─── Records to process ───

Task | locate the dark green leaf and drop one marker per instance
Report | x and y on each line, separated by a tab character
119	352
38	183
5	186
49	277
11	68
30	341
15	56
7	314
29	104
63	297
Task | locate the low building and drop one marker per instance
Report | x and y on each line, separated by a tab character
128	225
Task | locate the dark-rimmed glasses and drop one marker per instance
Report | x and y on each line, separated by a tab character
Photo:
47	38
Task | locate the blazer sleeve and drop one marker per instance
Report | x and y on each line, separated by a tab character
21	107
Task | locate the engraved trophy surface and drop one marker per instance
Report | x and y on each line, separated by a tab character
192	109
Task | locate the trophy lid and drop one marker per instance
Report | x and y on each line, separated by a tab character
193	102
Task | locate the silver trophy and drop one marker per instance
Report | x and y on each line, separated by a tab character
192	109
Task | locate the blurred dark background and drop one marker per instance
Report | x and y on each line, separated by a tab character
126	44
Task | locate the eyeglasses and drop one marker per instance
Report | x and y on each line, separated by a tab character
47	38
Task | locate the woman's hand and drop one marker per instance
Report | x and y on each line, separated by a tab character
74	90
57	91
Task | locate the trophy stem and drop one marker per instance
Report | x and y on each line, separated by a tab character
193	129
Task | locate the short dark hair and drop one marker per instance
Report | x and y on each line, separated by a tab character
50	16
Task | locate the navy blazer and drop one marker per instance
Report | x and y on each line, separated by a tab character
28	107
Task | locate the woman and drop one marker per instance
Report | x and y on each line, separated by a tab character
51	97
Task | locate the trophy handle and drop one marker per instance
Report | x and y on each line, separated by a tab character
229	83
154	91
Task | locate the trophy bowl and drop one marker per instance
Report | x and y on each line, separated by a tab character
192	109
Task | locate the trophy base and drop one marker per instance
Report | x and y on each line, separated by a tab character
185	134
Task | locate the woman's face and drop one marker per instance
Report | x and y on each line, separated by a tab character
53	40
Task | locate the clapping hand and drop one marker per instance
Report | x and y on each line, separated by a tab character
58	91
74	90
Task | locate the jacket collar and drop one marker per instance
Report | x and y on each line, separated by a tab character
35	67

───

» **Task prompt**
A word-for-word copy of the material above is required.

» **Solution to the exercise**
Task | locate the dark green leaf and drop one marker per instance
Report | x and y on each line, separated by a tab character
119	352
38	183
5	186
49	277
11	68
30	341
15	56
7	314
29	104
63	297
Task | locate the low building and drop one marker per instance
Report | x and y on each line, separated by a tab character
128	225
Task | locate the dark-rimmed glasses and drop one marker per instance
Report | x and y on each line, separated by a tab character
Photo:
47	38
Task | locate the blazer sleeve and drop one marker per instance
Report | x and y on each line, separated by a tab character
21	107
Task | locate the engraved trophy surface and drop one marker per instance
Report | x and y on each line, separated by a tab character
192	109
Task | locate the trophy lid and drop one marker per instance
Report | x and y on each line, separated by a tab character
193	102
Task | locate the silver trophy and drop one marker per instance
Report | x and y on each line, separated by a tab character
192	109
Task | locate the blurred dark background and drop one marker per instance
Report | x and y on each line, separated by a tab character
126	44
Task | locate the eyeglasses and drop one marker per instance
Report | x and y on each line, separated by a tab character
47	38
Task | locate the woman's hand and drop one marker per instance
Report | x and y on each line, separated by a tab character
74	90
57	91
Task | locate the trophy stem and drop one marker per instance
Report | x and y on each line, separated by a tab character
193	129
Task | locate the short dark hair and drop one marker per instance
Report | x and y on each line, separated by a tab character
50	16
Task | locate the navy blazer and drop one marker per instance
Report | x and y on each line, separated by a tab character
28	107
Task | locate the woman and drop one marker per instance
Report | x and y on each line, separated by a tab character
51	97
Task | locate the trophy handle and drop one marker per instance
Report | x and y on each line, separated by a tab character
229	83
154	91
Task | locate the trophy bowl and drop one marker per instance
Report | x and y on each line, separated by a tab character
192	109
Task | locate the trophy base and drop one marker per instance
Report | x and y on each line, separated by a tab character
185	134
Task | locate the woman's face and drop one marker per instance
Report | x and y on each line, separated by a tab character
53	40
Task | locate the clapping hand and drop one marker per instance
Report | x and y on each line, separated by a tab character
58	91
74	90
Task | locate the jacket collar and drop one marker per instance
Report | x and y on each line, separated by a tab character
35	67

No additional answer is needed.